• [Text excerpt]:
____
At this year’s IPA World Congress + Probiota in Dublin, Dr. Paul Cotter, head of food bioscience at Teagasc and head of microbiology at SeqBiome Ireland, challenged the idea that all fermented foods are inherently good for us.
He highlighted that while most fermented foods are health-promoting, production methods can alter microbial composition and therefore the associated health outcomes.
Fermentation can also lead to unwanted changes, such as spoilage or gas and alcohol production. This is more common in fermented foods made at home, given that artisanal approaches are inherently inconsistent.
This lack of consistency is causing challenges when it comes to European health claims. Indeed, EFSA has only approved one health claim associated with fermented foods despite hundreds of applications.
Researchers, like Dr. Cotter, are now focusing their efforts on substantiating these claims by using new technologies, such as omics, to allow the full potential of these foods to be harnessed.
What is the definition of a fermented food?
The International Scientific Association for Probiotics and Prebiotics (ISAPP) defines fermented foods as “foods made through desired microbial growth and enzymatic conversions of food components.”
The ‘desired’ aspect is crucial, Dr. Cotter noted, given that fermentation can lead to undesirable outcomes. Importantly, this process does not always involve adding something in. For example, fermenting dairy products can remove lactose to make these products suitable for people who are lactose intolerant.
However, contrary to popular belief, fermented foods are not technically classified as a source of probiotics. This is because probiotics, by definition, must confer a health benefit to the host. And while fermented foods often contain living microbes, studies investigating whether these microbes are responsible for a health benefit remain to be done.
He explained that quite often when a probiotic is said to be present in a fermented food, it has been added, and quite often that microbe has come from the gut.
“Most of the probiotics we have are from the gut rather than fermented foods,” he said. “I think that’s something that we can rebalance because there really is great potential among these microbes to be further developed, but we just don’t have the clinical data and the clinical studies.”
However, by using metagenomics, Dr. Cotter’s lab has uncovered hundreds of ‘SGBs’ (bacterial species) in fermented foods that were previously unknown. By researching 2,500 food metagenomes, the team discovered 613 known SGBs, 211 partially unknown SGBs (those that were known to exist, but have not yet been successfully grown) and 320 completely unknown SGBs that bioinformaticians had never come across before.
“This is somewhat surprising,” Dr. Cotter said. “There was an assumption that because we’ve been studying fermented foods for so long and we think we can grow most of them on agar plates […] that there’s no reason to be applying metagenomics. But most of the culture-based approaches we use are somewhat biased. The microbes that grow best take over. The ones that take a little bit longer to grow take some time, and sometimes, we’re not patient enough to see that they’re there.”
Dr. Cotter said the discovery of 320 completely unknown SGBs was “startling”, as this means there are hundreds of species that the general population are consuming daily, but researchers don’t know whether these microbes are contributing to health or whether they are potentially detrimental.
To exemplify this point, Dr. Cotter highlighted new research by Samuel Breselge, a researcher at Teagasc, who analyzed the microbial content of fermented water kefir grains from all around the world. Breselge et al. uncovered 18 potentially novel bacteria, including novel genera.
____
According to the text on fermented foods, how many health claims associated with fermented foods has EFSA approved?

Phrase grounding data
____
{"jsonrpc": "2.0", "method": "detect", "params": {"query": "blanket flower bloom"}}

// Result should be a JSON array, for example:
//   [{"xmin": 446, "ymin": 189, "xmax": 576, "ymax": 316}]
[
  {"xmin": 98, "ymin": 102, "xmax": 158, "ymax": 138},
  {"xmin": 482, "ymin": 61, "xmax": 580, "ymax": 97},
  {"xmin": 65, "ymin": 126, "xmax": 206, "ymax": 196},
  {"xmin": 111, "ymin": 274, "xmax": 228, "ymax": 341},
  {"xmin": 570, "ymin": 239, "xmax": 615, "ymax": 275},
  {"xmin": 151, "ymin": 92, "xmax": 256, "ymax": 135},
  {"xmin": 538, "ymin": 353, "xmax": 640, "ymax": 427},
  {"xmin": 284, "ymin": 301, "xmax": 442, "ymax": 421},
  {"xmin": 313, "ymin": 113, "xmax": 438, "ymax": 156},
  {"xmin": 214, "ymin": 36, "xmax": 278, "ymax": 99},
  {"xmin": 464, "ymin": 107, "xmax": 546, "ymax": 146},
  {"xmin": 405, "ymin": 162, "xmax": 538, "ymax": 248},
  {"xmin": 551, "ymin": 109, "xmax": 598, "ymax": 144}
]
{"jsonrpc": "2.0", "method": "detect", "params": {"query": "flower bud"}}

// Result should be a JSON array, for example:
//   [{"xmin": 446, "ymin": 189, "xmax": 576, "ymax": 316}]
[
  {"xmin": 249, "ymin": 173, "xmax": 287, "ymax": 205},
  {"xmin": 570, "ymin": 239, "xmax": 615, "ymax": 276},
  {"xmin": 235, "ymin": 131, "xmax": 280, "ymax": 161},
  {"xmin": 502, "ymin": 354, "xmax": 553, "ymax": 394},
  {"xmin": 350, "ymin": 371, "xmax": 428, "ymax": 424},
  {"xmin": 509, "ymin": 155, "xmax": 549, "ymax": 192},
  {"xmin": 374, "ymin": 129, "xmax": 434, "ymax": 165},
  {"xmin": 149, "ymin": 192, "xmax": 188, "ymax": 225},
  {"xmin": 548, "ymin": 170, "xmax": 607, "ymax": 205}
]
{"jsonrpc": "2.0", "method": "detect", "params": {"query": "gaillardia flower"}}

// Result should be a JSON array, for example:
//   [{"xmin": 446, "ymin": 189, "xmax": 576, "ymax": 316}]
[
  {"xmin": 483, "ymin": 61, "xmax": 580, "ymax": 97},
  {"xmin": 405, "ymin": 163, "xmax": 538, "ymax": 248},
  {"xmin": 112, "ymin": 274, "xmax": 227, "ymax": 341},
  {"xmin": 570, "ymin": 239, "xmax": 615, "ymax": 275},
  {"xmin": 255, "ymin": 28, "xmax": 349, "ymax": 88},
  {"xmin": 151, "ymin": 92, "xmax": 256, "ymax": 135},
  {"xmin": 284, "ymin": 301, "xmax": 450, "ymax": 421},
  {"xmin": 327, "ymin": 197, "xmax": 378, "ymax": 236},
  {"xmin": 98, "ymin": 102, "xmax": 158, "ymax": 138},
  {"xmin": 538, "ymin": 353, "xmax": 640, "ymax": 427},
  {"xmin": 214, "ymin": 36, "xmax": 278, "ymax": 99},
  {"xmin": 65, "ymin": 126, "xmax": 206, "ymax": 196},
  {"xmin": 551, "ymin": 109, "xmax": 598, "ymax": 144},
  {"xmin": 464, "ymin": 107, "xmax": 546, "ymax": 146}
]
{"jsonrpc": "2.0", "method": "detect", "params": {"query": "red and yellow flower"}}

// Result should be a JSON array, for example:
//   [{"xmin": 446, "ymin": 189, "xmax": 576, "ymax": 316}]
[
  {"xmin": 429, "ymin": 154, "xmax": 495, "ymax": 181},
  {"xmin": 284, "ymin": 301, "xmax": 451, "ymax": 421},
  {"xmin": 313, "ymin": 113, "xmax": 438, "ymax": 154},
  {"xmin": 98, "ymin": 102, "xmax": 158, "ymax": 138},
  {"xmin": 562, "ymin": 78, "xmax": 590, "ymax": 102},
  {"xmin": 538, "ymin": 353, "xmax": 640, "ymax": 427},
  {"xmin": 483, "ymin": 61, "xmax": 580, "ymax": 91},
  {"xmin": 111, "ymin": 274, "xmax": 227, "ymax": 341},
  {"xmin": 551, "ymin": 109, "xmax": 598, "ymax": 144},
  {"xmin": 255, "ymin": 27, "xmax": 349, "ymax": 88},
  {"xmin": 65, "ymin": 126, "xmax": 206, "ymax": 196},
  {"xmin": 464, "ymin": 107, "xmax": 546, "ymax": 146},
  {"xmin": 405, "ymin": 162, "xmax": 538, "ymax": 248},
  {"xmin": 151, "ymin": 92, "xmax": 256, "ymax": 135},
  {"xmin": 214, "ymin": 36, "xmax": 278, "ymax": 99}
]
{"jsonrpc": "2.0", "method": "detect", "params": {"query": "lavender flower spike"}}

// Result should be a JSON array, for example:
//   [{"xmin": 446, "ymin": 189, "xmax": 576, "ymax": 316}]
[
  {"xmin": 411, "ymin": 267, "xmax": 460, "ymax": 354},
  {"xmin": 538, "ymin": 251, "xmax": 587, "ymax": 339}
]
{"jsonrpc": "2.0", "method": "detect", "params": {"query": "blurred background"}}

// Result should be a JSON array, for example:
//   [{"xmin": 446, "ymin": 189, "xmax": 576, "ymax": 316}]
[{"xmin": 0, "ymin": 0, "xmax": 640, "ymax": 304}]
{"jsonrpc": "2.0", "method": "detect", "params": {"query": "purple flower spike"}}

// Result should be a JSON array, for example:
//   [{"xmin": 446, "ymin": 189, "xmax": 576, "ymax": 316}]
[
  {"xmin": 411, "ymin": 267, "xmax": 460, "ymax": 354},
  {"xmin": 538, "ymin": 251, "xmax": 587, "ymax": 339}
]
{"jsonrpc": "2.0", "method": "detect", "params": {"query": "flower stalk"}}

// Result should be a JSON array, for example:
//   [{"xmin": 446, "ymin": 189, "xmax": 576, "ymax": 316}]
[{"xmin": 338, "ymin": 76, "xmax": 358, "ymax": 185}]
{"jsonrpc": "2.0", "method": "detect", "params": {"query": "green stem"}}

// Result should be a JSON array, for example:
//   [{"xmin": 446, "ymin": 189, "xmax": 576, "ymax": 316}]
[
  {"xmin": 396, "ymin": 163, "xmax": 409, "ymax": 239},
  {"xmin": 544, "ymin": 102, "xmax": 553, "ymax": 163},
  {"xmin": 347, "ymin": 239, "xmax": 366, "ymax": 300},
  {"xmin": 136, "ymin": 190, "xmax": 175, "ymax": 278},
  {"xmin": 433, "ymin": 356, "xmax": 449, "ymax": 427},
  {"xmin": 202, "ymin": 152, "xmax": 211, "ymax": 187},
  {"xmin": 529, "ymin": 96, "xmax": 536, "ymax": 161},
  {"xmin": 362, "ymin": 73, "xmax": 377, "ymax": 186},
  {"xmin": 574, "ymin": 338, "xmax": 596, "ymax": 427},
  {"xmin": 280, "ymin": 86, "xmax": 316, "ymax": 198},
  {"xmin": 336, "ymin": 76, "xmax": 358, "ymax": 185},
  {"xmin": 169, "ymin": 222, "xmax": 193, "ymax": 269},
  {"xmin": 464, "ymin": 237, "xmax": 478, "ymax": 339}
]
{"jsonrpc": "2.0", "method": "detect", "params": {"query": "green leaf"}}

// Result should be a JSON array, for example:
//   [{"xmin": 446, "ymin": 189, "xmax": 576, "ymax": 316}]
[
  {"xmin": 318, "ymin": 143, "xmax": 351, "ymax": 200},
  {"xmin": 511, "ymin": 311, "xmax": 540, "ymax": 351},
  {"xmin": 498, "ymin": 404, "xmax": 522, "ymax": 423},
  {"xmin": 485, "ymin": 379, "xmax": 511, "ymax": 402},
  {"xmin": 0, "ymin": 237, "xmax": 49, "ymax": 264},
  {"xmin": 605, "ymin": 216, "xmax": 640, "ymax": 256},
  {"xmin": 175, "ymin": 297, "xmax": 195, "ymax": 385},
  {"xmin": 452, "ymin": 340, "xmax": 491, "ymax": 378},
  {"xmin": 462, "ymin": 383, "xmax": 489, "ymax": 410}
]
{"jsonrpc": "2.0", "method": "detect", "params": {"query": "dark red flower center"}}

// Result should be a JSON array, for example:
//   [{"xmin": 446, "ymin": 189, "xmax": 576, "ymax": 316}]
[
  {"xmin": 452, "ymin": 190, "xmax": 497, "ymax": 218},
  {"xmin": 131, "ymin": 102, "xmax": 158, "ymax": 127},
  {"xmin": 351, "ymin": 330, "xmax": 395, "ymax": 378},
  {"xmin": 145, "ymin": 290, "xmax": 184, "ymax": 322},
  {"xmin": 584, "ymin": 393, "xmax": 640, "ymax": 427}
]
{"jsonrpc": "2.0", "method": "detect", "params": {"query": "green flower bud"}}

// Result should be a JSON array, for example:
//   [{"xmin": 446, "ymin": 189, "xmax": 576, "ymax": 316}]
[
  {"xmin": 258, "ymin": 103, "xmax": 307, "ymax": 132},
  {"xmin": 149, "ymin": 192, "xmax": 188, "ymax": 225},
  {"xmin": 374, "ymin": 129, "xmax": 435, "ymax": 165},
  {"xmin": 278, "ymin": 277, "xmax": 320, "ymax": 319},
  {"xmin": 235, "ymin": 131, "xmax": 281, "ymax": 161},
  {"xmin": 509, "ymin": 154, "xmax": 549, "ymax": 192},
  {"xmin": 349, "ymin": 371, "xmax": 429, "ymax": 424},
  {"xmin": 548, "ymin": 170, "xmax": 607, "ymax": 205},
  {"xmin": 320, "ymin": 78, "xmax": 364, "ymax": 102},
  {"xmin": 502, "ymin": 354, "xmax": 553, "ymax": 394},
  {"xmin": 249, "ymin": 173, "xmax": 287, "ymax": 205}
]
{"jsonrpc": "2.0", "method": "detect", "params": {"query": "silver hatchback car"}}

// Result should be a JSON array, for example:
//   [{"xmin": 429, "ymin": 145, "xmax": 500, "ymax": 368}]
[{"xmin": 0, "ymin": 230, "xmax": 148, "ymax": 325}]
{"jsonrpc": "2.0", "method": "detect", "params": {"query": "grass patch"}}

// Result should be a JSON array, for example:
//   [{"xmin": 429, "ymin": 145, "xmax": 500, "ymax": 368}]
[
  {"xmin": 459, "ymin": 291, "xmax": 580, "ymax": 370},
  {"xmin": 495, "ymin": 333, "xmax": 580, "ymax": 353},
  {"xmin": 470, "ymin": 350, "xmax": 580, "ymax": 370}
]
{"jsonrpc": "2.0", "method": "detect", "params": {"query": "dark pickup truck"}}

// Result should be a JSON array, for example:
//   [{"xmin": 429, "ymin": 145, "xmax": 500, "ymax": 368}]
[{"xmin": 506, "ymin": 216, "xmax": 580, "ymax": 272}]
____
• [The completed task]:
EFSA has approved only one such health claim, despite hundreds of applications.